=== Material for this exercise ===
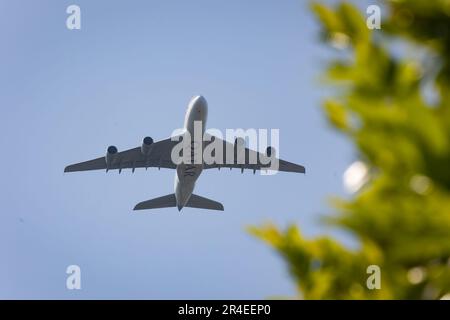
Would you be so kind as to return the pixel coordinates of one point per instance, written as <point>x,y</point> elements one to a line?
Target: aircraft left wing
<point>242,161</point>
<point>158,155</point>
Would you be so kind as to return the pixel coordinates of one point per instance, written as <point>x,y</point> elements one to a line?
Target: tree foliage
<point>393,103</point>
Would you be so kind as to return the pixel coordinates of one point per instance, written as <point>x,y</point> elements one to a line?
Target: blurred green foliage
<point>393,103</point>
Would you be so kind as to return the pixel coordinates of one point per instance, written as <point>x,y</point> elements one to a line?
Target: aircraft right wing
<point>159,155</point>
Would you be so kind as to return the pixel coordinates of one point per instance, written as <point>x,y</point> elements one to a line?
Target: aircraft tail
<point>169,201</point>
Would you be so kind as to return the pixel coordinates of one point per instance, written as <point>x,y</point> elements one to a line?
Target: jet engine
<point>110,155</point>
<point>146,145</point>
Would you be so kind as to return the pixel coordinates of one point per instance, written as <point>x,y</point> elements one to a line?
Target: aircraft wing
<point>159,156</point>
<point>244,163</point>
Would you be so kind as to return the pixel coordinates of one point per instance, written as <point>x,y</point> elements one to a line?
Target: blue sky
<point>130,72</point>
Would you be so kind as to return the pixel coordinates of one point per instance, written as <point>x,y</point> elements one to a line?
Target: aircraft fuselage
<point>187,174</point>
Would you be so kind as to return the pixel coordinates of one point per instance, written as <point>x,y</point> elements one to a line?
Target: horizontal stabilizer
<point>203,203</point>
<point>161,202</point>
<point>170,201</point>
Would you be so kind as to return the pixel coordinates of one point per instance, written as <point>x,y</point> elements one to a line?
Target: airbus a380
<point>159,154</point>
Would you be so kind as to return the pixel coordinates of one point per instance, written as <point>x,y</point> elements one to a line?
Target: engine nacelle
<point>110,155</point>
<point>146,145</point>
<point>270,151</point>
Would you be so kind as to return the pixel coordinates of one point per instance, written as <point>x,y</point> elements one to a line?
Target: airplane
<point>159,154</point>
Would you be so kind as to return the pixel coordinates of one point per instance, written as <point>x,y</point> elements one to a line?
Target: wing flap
<point>167,201</point>
<point>196,201</point>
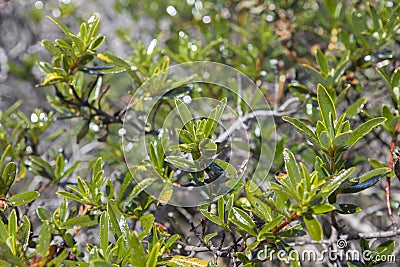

=== The task ===
Each record above should be copied character for character, with pictures dropped.

=== Answer box ===
Would you be so kind as to return the pixel coordinates of one point per instance, written as <point>x,y</point> elements one to a line?
Target: aircraft left wing
<point>242,161</point>
<point>158,155</point>
Would you be so kind as to return the pixel coordinates of one point per instance, written as <point>x,y</point> elements one to a line?
Target: tree foliage
<point>393,103</point>
Would you be so kind as to return the pixel coordinates of one point per instance, written as <point>x,y</point> elements one to a line?
Target: blurred green foliage
<point>393,103</point>
Would you be so kind as to return the pixel coordinates of one point per instance, written as <point>x,y</point> elements one to a line?
Target: aircraft right wing
<point>159,155</point>
Would you be so kind as to return the pixel coordinates of one point per instance, written as <point>x,y</point> elements one to a line?
Target: aircraft tail
<point>169,201</point>
Would you be so kind as to return the pixel coordinates of one point per instance, written as <point>x,y</point> elements one to a line?
Target: jet engine
<point>110,155</point>
<point>146,145</point>
Would you be so kind as to return the pixel coordinates of one point per instance, written as <point>x,y</point> elements one to a line?
Target: aircraft wing
<point>159,156</point>
<point>244,163</point>
Would you be so kind as to return the pixel coordinates of one point per instance, written as <point>x,y</point> elements one to a line?
Target: blue sky
<point>130,72</point>
Would you be so kind as to return the pixel coordinates of one point per instance, written as <point>x,y</point> elements one to a line?
Target: aircraft fuselage
<point>187,174</point>
Would you be so kind as to return the pixel coordinates of one point per instance, written as <point>x,y</point> elements one to a line?
Target: horizontal stabilizer
<point>203,203</point>
<point>161,202</point>
<point>170,201</point>
Would you be so kind as to return the pixel coordinates of one point per instance, written as <point>x,y</point> elements one to a line?
Target: airbus a380
<point>159,154</point>
Would you be so kind as to return the pixel coordinates of one point per instance, written as <point>x,y</point> elements one to a line?
Target: engine nacelle
<point>110,155</point>
<point>146,145</point>
<point>270,151</point>
Would you be so kind as to return the pixel coordinates of one point per instance, written as <point>x,y</point> elements one to a line?
Target: airplane
<point>159,154</point>
Would you be so kind as to return the pixel coordinates of one point per instance, written as <point>x,y</point> elements one to a line?
Target: wing flap
<point>167,201</point>
<point>196,201</point>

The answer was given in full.